_THE EXERCISE:_ Copy each of the following entries line for line, without changing anything.

━━ RECORDED DATA ━━

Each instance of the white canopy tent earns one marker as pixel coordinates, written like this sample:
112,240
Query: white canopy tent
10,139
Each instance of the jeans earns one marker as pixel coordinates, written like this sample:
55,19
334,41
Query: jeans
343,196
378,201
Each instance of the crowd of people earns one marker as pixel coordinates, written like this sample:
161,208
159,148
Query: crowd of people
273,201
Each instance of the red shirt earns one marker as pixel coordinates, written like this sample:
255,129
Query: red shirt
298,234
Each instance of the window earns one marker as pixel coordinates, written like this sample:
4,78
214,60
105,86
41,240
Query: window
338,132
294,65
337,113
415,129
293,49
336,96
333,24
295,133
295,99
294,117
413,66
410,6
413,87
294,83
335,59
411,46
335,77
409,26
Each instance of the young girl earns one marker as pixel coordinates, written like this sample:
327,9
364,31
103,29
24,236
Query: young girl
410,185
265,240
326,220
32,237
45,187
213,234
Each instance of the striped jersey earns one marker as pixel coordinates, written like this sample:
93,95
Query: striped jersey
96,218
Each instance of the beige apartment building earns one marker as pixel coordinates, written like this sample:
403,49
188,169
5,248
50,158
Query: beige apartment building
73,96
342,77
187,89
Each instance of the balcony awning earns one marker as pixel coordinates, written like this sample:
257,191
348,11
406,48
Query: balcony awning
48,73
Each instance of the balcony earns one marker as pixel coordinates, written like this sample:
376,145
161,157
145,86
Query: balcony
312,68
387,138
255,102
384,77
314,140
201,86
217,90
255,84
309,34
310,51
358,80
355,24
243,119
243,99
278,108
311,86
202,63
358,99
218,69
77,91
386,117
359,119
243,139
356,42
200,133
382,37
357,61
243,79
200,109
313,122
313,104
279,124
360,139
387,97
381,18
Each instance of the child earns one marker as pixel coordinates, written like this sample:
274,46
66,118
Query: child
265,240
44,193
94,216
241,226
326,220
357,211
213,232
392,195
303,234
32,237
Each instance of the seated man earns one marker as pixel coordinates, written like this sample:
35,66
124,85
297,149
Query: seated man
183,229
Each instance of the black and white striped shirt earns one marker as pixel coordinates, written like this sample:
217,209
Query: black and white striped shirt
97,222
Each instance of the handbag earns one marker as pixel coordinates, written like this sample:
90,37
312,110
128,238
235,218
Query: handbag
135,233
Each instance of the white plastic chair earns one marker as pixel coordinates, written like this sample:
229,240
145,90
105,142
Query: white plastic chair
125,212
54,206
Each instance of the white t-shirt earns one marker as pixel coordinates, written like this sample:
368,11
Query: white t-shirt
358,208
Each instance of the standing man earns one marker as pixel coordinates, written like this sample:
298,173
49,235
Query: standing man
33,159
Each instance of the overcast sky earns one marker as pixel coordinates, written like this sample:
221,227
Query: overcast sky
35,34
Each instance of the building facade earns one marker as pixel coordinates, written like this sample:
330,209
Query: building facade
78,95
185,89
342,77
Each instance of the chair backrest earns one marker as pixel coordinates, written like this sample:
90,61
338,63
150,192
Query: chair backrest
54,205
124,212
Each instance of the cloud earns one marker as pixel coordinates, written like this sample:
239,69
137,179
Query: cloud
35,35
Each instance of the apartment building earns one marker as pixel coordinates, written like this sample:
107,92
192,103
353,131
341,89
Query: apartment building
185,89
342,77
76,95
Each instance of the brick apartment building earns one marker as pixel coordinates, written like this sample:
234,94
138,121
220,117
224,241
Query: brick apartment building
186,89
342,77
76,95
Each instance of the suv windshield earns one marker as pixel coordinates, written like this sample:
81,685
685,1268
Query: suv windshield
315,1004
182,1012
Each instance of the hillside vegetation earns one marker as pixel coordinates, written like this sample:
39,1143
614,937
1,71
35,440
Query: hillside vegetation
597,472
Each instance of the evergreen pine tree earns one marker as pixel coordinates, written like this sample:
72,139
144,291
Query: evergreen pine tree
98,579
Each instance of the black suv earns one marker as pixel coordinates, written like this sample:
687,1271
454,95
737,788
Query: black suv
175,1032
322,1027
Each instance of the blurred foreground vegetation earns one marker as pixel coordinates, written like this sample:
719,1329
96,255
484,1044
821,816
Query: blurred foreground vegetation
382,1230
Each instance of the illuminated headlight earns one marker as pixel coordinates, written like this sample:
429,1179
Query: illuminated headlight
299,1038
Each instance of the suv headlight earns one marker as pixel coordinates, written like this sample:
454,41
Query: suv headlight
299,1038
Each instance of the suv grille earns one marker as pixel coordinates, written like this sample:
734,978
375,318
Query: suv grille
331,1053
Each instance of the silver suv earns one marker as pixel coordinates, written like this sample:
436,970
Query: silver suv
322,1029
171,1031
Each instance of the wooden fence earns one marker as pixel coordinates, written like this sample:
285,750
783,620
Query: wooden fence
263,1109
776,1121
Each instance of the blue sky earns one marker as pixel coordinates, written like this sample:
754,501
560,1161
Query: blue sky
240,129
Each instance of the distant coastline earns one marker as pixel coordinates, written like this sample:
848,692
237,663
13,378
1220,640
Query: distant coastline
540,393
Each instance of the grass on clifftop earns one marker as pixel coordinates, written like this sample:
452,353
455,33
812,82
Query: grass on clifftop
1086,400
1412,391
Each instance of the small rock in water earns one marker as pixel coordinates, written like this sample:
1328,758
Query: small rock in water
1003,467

━━━

_TASK ANSWER:_
Each instance of the white canopy tent earns one marker as pixel coordinates, written like this sample:
112,240
Query: white canopy tent
10,139
Each instance of the jeans earns one marker as pixel coordinates, written like this sample:
55,19
334,41
Query: jeans
343,196
378,201
Each instance of the crowd of people earns one marker as pixel coordinates, written like this sample:
161,208
159,148
Query: crowd of people
273,201
Each instance of the red shirt earns one marker as pixel coordinates, written like this sample:
255,129
Query: red shirt
298,234
Each instance of the window earns one marker as pixel coordinates, written like this sample:
4,78
214,60
105,86
41,240
Query: window
338,132
294,65
337,113
415,129
293,49
336,96
333,24
295,133
295,99
294,117
413,66
410,6
413,87
294,83
335,59
411,46
335,77
409,26
Each instance of the young girl earns one marker as pixel coordinates, written like this sample:
327,9
364,31
103,29
24,236
Query: young girl
410,185
265,240
326,220
32,237
45,187
213,234
Each instance of the striped jersey earns one marker as pixel coordinates, written like this sample:
93,95
Query: striped jersey
96,218
Each instance of the beige apartment building earns one marker as pixel coordinates, written like this sample:
403,49
188,169
5,248
50,158
Query: beige apartment building
73,96
342,77
187,89
Each instance of the balcony awning earns one marker as pixel coordinates, written like this sample:
257,191
348,11
406,48
Query: balcony awning
48,73
Each instance of the balcony earns one marker as pixel coordinates, written like this sample:
376,145
161,157
145,86
Query: balcony
312,68
387,138
255,102
384,77
314,140
201,86
217,90
255,84
309,34
310,51
358,80
355,24
243,119
243,99
278,108
311,86
202,63
358,99
218,69
77,91
386,117
359,119
243,139
356,42
200,133
382,37
357,61
243,79
200,109
313,122
313,104
279,124
360,139
387,97
381,18
Each instance of the child earns one marker as pixel coordinates, written like this sample:
274,46
66,118
Query: child
265,240
44,193
94,216
241,226
326,220
357,211
213,232
392,195
303,234
32,237
Each instance of the seated man earns one marker as pixel coordinates, written like this sample:
35,66
124,85
297,149
Query: seated man
183,229
Each instance of the black and white striped shirt earns one marker as pixel coordinates, written like this sample:
217,209
Query: black and white striped shirt
97,222
Each instance of the handbag earns one marker as pixel coordinates, written like this sample:
90,37
312,110
128,238
235,218
Query: handbag
135,233
Each instance of the white plastic chair earns one marker as pixel coordinates, written like this sample:
229,240
145,90
105,142
Query: white plastic chair
125,212
54,206
Each instance of the white t-shirt earns one marker as pixel coordinates, written like this sample:
368,11
Query: white t-shirt
358,208
Each instance of the standing man earns one marker as pixel coordinates, written like this sample:
298,173
49,235
Query: standing man
33,159
Each instance of the overcast sky earns one marker as pixel coordinates, written like this sample:
221,227
Query: overcast sky
35,34
Each instance of the building facade earns one marker as pixel coordinates, written like this sample:
330,209
Query: building facade
78,95
185,89
342,77
Each instance of the chair backrest earns one marker as pixel coordinates, written like this sample:
90,61
338,63
150,192
Query: chair backrest
54,205
124,212
Each instance of the cloud earns one marker as pixel coordinates, written like this sample:
239,69
137,179
Query: cloud
35,35
Each instance of the apartment building earns one marker as pixel coordinates, written like this sample:
107,92
192,103
353,131
341,89
Query: apartment building
185,89
342,77
76,95
Each instance of the brick apartment building earns one marker as pixel coordinates, written like this sample:
234,94
138,121
220,117
224,241
Query: brick apartment building
186,89
342,77
76,95
Each instance of the suv windshield earns one marker as pixel coordinates, written like this sample:
81,685
685,1268
Query: suv windshield
315,1004
182,1012
Each instance of the hillside vegetation earns one marker as pixel coordinates, written like this sample:
39,1143
614,937
1,71
35,440
Query: hillside vegetation
597,472
Each instance of the evergreen pine tree earns one marker as pixel coordinates, written like this sample:
72,139
144,291
Query: evergreen pine tree
98,579
Each instance of the black suv earns one marker as pixel coordinates, written like this sample:
687,1271
454,95
737,788
Query: black suv
175,1032
322,1027
Each instance of the blurred foreground vegetation earns one marker as pixel coordinates, written like this sample:
719,1329
96,255
484,1044
821,816
Query: blurred foreground vegetation
382,1230
Each instance of the illuminated headlight earns one marker as pixel coordinates, written like this sample:
429,1179
Query: illuminated headlight
299,1038
Each instance of the suv headlight earns one marker as pixel coordinates, written like this sample:
454,41
Query: suv headlight
299,1038
Each instance of the suv grille earns one marker as pixel coordinates, written like this sample:
734,978
375,318
Query: suv grille
331,1053
Each instance of the silver suv earns one marker as pixel coordinates, written like this sample:
436,970
Query: silver suv
322,1029
171,1031
Each instance of the wooden fence earns one marker as pixel coordinates, written like this sample:
285,750
783,620
Query: wooden fence
263,1109
776,1121
Each instance of the blue sky earns one marker as pixel coordinates, written like this sample:
754,501
560,1161
Query: blue sky
240,129
Each instance of the distant coastline earns one marker as pixel coordinates, written like this sample:
848,692
237,663
13,378
1220,640
Query: distant coastline
540,393
Each instance of the grass on clifftop earns one marker as pixel coordinates, written like this sample:
452,353
455,33
812,82
Query: grass on clifftop
1086,400
1412,391
Each instance of the small rock in water earns one marker as pixel coordinates, written like this sample:
1328,758
Query: small rock in water
1003,467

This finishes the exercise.